Text shown:
▽
Understanding SQS Metrics

The AWS SQS integration collects comprehensive CloudWatch metrics:

Message Flow Metrics

  • NumberOfMessagesSent: Messages added to the queue
  • NumberOfMessagesReceived: Messages retrieved from the queue
  • NumberOfMessagesDeleted: Messages successfully processed and removed
  • NumberOfEmptyReceives: Polling attempts that returned no messages

Queue State Metrics

  • ApproximateNumberOfMessages: Total messages in the queue
  • ApproximateNumberOfMessagesVisible: Messages available for retrieval
  • ApproximateNumberOfMessagesNotVisible: Messages being processed (in-flight)
  • ApproximateNumberOfMessagesDelayed: Messages delayed for future delivery

Performance Metrics

  • ApproximateAgeOfOldestMessage: Age of the oldest message in seconds
  • ReceiveMessageWaitTime: Wait time for long polling operations
  • SentMessageSize: Size of messages being sent

Dead Letter Queue Metrics

  • NumberOfMessagesMoved: Messages moved to dead letter queues
  • DeadLetterQueueSourceQueues: Dead letter queue relationships

FIFO Queue Metrics (FIFO Queues Only)

  • ContentBasedDeduplication: Messages deduplicated by content
  • DeduplicationScope: Deduplication behavior per message group
  • FifoThroughputLimit: FIFO queue throughput limitations

Advanced Configuration

Multi-Region Monitoring

Monitor SQS queues across multiple AWS regions:

receivers:
awscloudwatch/us-east-1:
region: us-east-1
metrics:
- metric_name: ApproximateNumberOfMessages
namespace: AWS/SQS
stat: [Average, Maximum]
awscloudwatch/us-west-2:
region: us-west-2
metrics:
- metric_name: ApproximateNumberOfMessages
namespace: AWS/SQS
stat: [Average, Maximum]
service:
pipelines:
metrics:
receivers: [awscloudwatch/us-east-1, awscloudwatch/us-west-2]

Queue-Specific Monitoring

Monitor different queue types with specific configurations:

receivers:
awscloudwatch/standard-queues:
region: us-east-1
metrics:
- metric_name: ApproximateNumberOfMessages
namespace: AWS/SQS
stat: [Average, Maximum]
dimensions:
- name: QueueName
value: "production-*" # Standard queues
awscloudwatch/fifo-queues:
region: us-east-1
metrics:
- metric_name: ApproximateNumberOfMessages
namespace: AWS/SQS
stat: [Average, Maximum]
dimensions:
- name: QueueName
value: "*.fifo" # FIFO queues only

Dead Letter Queue Monitoring

Specific configuration for monitoring dead letter queues:

receivers:
awscloudwatch/dlq:
region: us-east-1
metrics:
- metric_name: ApproximateNumberOfMessages
namespace: AWS/SQS
stat: [Average, Maximum, Sum]
dimensions:
- name: QueueName
value: "*-dlq" # Dead letter queues
- metric_name: ApproximateAgeOfOldestMessage
namespace: AWS/SQS
stat: [Maximum]
dimensions:
- name: QueueName
value: "*-dlq"
△
Required work:
1: In the text on SQS metrics, what does the NumberOfEmptyReceives metric measure?
2: Name every metric that the text on SQS metrics lists under Queue State Metrics.
The data after this note comes from a different source than the text on SQS metrics.

Dataset section:
▽
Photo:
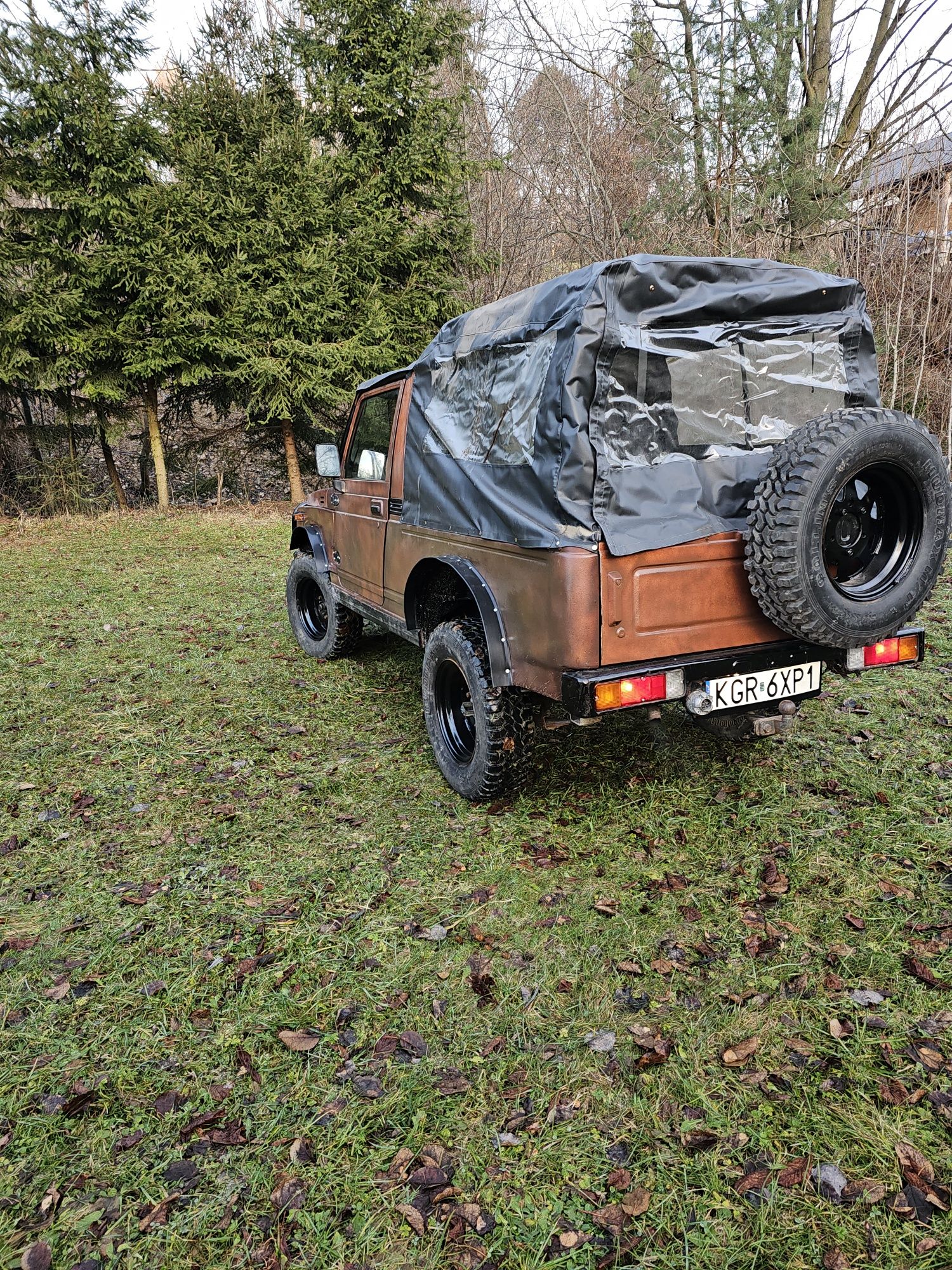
△
Completed exercise:
1: It measures polling attempts that returned no messages.

2: ApproximateNumberOfMessages, ApproximateNumberOfMessagesVisible, ApproximateNumberOfMessagesNotVisible, ApproximateNumberOfMessagesDelayed